SELECTED PASSAGE:
================

DALLAS (CN) - Days after a Texas jury slapped a $175 million verdict on Trinity Industries, the company said it will stop selling its ET-Plus guardrail system, which has been criticized for impaling vehicles.

The Dallas-based company said Friday it would perform additional crash testing on the guardrails at the request of the Federal Highway Administration, in support of the agency's "ongoing evaluation" of the system.

A federal jury in Marshall ruled for the federal government on Oct. 20 in a False Claims Act lawsuit brought by whistleblower Joshua Harman.

Harman accused Trinity of changing the design of the guardrails' rail head without informing the FHWA in 2005. The rail head is a steel sheet that keeps vehicles from going off the road. Trinity then sold the modified guardrails to states that received federal funding.

The design changes could cause the guardrail to spear into the vehicle during a crash instead of pushing cars away, the complaint stated.

Gregg Mitchell, president of Trinity subsidiary Trinity Highway Products, said the sales halt "is the right thing to do" given the FHWA's request.

"We have confidence in the ET-Plus System as designed and crash tested by Texas A&M Transportation Institute," Mitchell said in a statement Friday. "It has met all tests previously requested by FHWA. We take the safety of the products we manufacture very seriously."

The guardrails have been a significant revenue source for Trinity. They generated approximately $33 million in revenue for the first three quarters of 2014.

Highway safety watchdog Safety Research & Strategies, of Rehoboth, Mass., filed a separate Freedom of Information Act lawsuit in May against the U.S. Department of Transportation. Although Trinity is not a party to the lawsuit, SRS accuses it of reducing the size of the terminal extruder head from 5 to 4 inches, "likely to save material and manufacturing costs," according to the complaint .

SRS said the FHWA failed to disclose the changes until a 2012 patent dispute between Trinity and SPIG Industries, of Bristol, Va.

"In the fall of 2012, three of [the American Association of State Highway and Transportation Officials'] 21 members responded to a survey about the field performance of guardrail terminals indicating that the end terminals were involved in three severe vehicle crashes that resulted in serious injuries and deaths; two of the three agencies specifically referenced the ET-Plus," SRS' complaint stated. "AASHTO asked FHWA to re-review its approval of the ET-Plus and document the modified barrier system's crashworthiness under the federal criteria, NCHRP 350. More recently, in January 2014, the Nevada Department of Transportation informed Trinity that its ET-Plus terminal would no longer be considered approved equipment because of the 2005 modification that was not disclosed. Trinity was required to inform the state of the product modifications and failed to do so."

================

RECORDS SHOWN:

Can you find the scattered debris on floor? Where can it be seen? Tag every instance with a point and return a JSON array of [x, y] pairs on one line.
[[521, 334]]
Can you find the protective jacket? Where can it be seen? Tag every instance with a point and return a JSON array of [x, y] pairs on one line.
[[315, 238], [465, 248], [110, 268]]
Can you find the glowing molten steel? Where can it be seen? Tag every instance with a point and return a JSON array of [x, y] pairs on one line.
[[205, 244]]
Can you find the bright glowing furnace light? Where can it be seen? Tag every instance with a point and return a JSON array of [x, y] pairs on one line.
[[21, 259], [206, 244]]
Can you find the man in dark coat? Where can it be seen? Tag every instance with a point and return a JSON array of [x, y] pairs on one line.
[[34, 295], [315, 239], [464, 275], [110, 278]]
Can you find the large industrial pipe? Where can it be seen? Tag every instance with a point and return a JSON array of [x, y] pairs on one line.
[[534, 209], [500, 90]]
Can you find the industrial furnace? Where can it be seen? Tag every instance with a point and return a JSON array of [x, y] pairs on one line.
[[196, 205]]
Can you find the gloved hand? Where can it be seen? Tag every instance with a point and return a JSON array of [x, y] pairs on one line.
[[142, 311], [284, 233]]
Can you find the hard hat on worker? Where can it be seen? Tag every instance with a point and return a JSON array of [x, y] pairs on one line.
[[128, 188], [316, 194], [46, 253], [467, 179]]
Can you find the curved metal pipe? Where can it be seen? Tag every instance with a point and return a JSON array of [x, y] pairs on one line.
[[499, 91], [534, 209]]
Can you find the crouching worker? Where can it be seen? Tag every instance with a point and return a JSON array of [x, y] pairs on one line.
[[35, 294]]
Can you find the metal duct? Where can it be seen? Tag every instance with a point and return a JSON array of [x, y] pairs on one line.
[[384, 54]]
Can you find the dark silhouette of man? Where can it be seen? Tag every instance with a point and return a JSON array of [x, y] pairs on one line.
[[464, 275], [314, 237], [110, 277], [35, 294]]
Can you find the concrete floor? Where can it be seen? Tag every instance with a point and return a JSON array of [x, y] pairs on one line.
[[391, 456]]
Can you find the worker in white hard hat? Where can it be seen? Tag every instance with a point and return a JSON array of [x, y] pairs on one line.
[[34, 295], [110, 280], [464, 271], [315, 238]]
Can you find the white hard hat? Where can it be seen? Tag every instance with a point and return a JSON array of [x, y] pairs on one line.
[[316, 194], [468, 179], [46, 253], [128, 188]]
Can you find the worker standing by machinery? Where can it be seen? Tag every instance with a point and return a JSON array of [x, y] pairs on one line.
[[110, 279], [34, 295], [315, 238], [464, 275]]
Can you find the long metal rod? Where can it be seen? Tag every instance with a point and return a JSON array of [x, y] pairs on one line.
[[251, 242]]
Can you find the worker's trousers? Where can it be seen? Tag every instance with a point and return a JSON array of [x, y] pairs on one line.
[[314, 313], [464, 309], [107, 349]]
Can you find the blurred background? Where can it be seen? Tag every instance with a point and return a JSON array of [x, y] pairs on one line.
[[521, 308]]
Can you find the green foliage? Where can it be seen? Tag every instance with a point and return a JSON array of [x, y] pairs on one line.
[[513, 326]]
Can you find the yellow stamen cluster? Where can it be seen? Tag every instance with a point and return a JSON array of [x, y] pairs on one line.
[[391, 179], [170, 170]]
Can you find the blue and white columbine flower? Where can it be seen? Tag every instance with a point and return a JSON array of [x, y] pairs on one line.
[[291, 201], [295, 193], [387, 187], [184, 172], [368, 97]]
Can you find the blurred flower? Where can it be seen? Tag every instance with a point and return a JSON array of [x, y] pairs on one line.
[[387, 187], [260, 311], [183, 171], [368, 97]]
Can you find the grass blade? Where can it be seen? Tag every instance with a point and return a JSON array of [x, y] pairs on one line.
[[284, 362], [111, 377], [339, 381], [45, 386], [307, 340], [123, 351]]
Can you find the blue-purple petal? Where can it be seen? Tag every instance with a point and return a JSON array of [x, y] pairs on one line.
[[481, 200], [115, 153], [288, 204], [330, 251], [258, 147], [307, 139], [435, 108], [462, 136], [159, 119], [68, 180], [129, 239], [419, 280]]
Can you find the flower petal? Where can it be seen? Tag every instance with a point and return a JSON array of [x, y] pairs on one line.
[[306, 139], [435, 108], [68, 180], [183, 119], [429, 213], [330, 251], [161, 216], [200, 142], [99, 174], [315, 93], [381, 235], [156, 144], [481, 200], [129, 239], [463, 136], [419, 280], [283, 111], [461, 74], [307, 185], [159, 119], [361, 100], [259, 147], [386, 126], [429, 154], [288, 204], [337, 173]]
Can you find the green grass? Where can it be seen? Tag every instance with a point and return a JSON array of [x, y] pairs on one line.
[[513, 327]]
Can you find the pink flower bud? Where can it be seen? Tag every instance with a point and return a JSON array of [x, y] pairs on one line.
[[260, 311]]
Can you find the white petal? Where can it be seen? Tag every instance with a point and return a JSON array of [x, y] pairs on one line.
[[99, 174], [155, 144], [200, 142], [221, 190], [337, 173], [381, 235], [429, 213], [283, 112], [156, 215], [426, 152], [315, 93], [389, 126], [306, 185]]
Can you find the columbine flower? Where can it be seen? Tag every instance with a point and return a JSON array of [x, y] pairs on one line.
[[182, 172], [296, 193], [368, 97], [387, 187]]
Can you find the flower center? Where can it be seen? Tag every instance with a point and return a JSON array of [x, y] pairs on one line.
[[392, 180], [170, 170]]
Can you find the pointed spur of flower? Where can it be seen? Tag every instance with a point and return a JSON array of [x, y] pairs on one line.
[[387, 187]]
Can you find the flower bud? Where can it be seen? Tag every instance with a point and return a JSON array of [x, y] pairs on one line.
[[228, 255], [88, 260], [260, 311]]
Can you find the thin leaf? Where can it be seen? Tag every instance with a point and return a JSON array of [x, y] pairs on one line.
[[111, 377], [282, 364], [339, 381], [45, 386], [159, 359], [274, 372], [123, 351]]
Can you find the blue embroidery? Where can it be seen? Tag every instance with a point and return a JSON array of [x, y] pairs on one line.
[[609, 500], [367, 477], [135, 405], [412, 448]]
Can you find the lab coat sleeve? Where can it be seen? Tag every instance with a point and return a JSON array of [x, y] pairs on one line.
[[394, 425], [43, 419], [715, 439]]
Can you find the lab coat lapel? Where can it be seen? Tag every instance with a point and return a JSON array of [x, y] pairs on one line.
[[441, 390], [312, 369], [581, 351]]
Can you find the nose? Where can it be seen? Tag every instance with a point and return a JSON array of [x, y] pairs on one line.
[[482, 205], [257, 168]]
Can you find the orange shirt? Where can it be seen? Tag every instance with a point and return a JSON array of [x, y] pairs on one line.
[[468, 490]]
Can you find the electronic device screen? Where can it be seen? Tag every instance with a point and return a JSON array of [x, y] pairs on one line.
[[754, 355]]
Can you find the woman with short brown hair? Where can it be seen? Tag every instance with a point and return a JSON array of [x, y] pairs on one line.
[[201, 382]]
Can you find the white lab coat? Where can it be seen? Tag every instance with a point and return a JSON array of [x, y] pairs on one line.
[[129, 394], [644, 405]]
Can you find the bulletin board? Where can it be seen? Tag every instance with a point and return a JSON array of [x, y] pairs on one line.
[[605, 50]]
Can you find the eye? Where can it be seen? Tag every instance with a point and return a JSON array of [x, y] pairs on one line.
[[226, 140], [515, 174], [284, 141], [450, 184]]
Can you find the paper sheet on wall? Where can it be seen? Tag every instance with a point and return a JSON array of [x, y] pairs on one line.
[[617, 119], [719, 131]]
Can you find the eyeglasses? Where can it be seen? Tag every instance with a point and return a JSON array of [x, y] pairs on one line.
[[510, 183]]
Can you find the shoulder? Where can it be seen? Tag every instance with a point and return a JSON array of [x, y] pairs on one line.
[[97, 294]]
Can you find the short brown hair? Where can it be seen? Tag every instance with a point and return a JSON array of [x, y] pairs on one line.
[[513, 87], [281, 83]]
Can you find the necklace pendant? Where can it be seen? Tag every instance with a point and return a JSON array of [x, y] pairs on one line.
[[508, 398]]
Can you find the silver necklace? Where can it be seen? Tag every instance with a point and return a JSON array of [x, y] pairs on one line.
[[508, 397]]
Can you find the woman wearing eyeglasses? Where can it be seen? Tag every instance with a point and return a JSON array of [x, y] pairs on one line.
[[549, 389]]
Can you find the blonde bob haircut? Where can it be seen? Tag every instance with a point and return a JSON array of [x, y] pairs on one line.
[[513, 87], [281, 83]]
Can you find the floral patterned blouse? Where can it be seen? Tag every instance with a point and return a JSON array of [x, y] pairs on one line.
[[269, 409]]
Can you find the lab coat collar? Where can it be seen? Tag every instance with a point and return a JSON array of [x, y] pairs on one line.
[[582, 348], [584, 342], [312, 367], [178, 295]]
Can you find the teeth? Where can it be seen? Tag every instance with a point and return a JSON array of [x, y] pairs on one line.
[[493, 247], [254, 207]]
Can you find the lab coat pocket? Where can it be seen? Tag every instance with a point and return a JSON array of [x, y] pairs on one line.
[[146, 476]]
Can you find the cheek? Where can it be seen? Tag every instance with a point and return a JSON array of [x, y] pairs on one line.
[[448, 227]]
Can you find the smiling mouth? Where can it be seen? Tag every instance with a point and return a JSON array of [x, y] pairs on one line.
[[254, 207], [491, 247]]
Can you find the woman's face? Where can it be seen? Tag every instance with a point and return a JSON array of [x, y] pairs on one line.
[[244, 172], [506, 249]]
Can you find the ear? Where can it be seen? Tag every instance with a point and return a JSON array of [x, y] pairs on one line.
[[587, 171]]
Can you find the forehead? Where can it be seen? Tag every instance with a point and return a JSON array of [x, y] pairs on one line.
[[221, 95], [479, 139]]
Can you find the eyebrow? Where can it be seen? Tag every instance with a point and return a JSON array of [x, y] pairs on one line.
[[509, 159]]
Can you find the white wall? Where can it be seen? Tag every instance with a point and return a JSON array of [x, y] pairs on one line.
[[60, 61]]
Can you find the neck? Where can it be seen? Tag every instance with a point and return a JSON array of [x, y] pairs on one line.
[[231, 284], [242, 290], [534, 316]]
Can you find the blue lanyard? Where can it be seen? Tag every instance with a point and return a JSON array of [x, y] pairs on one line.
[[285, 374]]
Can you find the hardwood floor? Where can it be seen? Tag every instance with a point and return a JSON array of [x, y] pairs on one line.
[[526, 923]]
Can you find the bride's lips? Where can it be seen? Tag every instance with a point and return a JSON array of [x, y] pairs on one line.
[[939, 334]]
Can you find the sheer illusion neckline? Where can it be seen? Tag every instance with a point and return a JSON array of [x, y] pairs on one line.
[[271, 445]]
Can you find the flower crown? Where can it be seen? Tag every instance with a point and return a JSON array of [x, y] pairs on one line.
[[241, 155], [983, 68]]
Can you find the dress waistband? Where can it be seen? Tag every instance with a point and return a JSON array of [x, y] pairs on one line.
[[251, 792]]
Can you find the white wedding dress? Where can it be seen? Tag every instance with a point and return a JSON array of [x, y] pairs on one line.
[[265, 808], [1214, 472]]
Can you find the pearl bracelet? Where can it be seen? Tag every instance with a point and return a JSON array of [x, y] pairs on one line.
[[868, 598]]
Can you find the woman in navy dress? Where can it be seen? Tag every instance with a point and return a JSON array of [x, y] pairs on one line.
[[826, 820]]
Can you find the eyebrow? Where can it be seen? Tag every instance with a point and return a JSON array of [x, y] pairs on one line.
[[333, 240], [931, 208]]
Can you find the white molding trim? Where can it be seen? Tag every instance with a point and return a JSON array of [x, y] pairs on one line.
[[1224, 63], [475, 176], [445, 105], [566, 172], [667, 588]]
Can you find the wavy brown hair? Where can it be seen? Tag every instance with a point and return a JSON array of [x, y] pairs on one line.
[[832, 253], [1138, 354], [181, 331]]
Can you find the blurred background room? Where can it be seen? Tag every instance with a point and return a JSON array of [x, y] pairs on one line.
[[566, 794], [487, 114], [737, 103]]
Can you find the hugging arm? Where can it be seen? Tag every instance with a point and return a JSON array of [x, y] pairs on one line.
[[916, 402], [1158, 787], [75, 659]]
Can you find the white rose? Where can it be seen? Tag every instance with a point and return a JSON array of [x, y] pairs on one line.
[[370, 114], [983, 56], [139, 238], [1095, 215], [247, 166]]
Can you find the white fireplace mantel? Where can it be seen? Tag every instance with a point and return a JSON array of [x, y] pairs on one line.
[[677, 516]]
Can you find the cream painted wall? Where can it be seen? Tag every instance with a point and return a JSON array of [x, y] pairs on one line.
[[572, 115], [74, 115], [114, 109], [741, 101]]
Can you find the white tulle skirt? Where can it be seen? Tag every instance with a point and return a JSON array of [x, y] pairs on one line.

================

COMPLETE THE FOLLOWING:
A - In the guardrail article, rewrite everything from "The Dallas-based company" down to "the complaint stated.", changing "rail head" to "terminal head".
B - According to the guardrail article, who brought the False Claims Act lawsuit against Trinity?
C - List every calendar year mentioned in the guardrail article.
The listing comes from a separate source and is unrelated to the guardrail article.

SET OF ANSWERS:
A -
The Dallas-based company said Friday it would perform additional crash testing on the guardrails at the request of the Federal Highway Administration, in support of the agency's "ongoing evaluation" of the system.

A federal jury in Marshall ruled for the federal government on Oct. 20 in a False Claims Act lawsuit brought by whistleblower Joshua Harman.

Harman accused Trinity of changing the design of the guardrails' terminal head without informing the FHWA in 2005. The terminal head is a steel sheet that keeps vehicles from going off the road. Trinity then sold the modified guardrails to states that received federal funding.

The design changes could cause the guardrail to spear into the vehicle during a crash instead of pushing cars away, the complaint stated.

B - Whistleblower Joshua Harman

C - 2005, 2012, 2014